- Source information -

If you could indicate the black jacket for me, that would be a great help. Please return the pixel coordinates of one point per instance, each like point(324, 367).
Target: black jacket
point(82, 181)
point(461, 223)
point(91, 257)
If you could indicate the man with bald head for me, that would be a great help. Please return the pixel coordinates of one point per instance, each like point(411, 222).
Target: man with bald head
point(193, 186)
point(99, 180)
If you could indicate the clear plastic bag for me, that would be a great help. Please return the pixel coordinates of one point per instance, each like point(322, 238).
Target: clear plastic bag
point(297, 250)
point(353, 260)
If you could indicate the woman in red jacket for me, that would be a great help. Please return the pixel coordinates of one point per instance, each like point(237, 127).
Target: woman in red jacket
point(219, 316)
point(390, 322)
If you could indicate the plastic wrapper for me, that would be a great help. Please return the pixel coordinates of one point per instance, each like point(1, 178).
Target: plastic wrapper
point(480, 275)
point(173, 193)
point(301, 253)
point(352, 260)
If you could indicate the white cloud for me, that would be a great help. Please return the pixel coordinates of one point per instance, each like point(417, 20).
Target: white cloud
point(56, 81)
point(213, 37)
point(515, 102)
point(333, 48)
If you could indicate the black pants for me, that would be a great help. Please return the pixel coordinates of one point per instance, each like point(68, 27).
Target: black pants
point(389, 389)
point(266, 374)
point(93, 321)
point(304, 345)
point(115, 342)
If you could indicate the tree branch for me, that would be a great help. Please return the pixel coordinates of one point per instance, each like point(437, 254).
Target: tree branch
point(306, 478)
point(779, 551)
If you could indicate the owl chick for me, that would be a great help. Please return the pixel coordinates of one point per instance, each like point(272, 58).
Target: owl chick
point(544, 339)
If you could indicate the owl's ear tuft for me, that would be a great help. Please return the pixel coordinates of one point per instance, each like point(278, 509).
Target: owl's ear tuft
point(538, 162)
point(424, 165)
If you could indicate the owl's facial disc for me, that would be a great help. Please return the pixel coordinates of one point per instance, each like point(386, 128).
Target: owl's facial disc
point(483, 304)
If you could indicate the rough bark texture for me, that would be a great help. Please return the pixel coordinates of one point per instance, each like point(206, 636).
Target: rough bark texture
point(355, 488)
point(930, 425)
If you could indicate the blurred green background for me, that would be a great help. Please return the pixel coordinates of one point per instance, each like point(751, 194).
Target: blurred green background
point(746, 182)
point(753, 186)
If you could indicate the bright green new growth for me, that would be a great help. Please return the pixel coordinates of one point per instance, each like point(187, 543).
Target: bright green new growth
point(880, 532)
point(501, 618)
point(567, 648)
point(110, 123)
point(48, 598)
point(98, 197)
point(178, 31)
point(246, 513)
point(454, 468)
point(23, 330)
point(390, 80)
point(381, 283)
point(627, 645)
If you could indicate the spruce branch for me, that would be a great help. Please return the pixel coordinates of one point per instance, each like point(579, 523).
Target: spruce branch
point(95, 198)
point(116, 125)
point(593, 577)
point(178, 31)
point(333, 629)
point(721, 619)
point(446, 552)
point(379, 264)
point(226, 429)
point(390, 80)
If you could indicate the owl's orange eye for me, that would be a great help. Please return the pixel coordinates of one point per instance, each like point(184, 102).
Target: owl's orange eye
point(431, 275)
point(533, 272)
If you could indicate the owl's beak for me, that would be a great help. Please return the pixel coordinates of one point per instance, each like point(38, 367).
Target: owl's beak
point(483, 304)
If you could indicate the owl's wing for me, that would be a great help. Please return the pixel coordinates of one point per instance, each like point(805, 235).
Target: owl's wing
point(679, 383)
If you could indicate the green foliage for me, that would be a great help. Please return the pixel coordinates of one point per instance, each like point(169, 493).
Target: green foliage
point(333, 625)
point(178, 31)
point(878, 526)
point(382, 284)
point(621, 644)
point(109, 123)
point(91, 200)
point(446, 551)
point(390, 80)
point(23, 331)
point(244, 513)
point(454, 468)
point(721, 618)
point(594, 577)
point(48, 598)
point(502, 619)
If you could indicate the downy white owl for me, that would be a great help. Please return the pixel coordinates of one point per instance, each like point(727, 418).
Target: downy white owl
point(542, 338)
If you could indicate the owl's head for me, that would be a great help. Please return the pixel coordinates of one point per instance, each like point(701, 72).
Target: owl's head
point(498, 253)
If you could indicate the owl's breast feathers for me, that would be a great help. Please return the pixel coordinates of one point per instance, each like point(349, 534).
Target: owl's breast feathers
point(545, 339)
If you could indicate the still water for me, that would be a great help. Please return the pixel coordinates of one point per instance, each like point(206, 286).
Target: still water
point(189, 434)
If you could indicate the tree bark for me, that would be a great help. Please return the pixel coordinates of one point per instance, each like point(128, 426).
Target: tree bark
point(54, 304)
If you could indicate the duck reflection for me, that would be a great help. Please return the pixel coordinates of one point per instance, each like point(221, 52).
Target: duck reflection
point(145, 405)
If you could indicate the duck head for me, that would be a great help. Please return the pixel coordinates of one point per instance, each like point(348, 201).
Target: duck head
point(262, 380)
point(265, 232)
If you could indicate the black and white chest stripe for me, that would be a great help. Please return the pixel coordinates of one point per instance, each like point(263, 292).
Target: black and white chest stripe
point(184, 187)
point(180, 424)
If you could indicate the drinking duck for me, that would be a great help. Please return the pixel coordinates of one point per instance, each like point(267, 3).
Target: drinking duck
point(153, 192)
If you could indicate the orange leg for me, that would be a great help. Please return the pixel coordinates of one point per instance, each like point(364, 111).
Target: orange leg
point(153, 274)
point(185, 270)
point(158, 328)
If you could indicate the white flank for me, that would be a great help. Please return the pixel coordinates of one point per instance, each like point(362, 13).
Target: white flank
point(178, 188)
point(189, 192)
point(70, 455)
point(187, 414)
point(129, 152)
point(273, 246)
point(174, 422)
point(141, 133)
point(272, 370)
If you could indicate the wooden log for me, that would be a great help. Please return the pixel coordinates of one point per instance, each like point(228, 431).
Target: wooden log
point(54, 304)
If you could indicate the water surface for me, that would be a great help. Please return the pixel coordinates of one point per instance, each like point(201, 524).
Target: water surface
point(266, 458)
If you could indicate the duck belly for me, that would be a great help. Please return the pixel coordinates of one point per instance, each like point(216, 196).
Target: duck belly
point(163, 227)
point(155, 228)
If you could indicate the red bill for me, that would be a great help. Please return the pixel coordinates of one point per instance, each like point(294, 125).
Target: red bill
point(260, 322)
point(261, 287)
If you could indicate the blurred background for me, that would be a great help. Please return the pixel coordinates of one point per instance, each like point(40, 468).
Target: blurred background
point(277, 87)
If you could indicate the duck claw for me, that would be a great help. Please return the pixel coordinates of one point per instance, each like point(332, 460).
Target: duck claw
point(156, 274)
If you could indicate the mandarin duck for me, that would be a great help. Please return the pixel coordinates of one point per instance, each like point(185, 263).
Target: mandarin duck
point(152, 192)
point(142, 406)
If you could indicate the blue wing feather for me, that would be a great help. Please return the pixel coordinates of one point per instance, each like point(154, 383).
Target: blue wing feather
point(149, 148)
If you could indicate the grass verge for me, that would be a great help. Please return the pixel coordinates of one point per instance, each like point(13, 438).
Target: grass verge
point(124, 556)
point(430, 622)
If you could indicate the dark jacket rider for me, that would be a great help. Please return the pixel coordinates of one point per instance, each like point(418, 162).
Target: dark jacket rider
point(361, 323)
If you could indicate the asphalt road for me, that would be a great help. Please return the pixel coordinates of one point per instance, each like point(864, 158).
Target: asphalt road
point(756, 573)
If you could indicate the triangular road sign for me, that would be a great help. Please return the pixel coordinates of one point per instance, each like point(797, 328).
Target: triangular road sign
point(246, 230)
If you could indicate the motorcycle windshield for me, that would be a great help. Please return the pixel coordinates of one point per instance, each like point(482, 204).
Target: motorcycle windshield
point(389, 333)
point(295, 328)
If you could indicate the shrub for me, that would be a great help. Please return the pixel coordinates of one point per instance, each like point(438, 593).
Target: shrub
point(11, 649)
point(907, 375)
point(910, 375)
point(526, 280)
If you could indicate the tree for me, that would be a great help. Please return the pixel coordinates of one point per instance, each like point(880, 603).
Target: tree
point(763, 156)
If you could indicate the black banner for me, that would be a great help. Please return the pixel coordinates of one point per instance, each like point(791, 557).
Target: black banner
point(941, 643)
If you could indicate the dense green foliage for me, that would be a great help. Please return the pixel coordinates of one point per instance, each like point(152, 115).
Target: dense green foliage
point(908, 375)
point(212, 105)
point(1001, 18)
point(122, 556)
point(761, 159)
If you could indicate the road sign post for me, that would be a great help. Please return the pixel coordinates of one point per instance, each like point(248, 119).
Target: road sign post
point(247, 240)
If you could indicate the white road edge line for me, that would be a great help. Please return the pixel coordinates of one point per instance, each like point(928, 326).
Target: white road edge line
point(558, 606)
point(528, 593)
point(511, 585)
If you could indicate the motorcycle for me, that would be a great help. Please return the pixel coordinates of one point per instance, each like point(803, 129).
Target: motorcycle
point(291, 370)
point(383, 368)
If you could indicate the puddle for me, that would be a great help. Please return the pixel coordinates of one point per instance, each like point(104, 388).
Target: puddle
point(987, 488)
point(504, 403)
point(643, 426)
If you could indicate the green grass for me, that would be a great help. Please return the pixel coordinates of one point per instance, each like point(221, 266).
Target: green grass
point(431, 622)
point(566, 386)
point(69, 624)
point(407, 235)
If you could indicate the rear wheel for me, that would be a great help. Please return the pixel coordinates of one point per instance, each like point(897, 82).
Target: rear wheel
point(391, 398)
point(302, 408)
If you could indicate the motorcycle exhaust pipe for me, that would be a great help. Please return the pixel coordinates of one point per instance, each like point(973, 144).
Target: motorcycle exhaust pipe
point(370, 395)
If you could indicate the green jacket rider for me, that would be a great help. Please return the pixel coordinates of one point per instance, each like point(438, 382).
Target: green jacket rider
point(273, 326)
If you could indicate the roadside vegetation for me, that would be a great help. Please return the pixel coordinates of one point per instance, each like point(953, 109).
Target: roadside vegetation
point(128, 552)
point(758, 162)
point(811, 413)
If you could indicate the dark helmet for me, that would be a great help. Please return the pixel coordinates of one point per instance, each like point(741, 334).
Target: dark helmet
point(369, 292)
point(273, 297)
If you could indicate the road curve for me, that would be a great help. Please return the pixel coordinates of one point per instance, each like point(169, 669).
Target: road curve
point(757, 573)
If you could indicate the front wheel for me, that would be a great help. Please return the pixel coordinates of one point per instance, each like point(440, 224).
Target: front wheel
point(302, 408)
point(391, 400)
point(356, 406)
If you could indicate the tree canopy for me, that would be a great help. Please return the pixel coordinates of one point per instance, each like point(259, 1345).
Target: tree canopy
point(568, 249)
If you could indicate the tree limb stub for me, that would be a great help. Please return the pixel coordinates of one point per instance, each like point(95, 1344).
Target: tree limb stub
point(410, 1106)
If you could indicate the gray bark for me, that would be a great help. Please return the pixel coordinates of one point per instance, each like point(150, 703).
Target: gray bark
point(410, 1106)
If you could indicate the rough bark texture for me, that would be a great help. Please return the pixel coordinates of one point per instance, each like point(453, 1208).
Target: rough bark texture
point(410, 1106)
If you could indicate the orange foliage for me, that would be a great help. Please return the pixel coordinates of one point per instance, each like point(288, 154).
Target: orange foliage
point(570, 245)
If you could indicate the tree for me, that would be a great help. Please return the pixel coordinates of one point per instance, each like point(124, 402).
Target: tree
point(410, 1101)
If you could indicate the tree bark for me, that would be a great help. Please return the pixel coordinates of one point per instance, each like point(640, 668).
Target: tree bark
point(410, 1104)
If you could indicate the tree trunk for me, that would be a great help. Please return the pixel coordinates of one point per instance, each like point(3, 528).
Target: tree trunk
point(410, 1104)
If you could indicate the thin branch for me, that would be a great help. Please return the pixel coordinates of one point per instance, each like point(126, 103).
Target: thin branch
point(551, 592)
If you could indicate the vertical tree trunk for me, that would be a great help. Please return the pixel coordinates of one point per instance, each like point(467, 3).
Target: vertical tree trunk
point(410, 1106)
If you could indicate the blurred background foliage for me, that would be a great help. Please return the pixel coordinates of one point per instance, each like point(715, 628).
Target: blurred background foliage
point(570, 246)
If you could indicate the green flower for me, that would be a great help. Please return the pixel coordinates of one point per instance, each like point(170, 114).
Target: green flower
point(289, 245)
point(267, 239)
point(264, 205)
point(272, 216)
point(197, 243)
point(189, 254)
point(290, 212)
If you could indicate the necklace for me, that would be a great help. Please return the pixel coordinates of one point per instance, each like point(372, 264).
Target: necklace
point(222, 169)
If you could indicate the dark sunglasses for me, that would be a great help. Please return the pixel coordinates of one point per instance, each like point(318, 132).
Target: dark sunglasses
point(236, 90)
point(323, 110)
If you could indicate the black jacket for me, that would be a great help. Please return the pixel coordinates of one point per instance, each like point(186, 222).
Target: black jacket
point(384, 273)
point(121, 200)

- Instructions to follow -
Extract the lines of the preceding material that run from the line with "If you could indicate the shrub" through the line with "If you could indicate the black banner", inclusive, reproducing them exactly and adding nothing.

- Task solution -
If you could indicate the shrub for me, that would be a great help. Please return the pixel coordinates of one point per instance, each like point(438, 593).
Target: shrub
point(11, 649)
point(907, 375)
point(910, 375)
point(526, 280)
If you could indicate the tree for me, that would be a great help. Please return the pixel coordinates of one point per instance, each like point(880, 603).
Target: tree
point(763, 156)
If you could indicate the black banner for me, that would be a great help. Please return the pixel coordinates of one point per instance, each like point(791, 557).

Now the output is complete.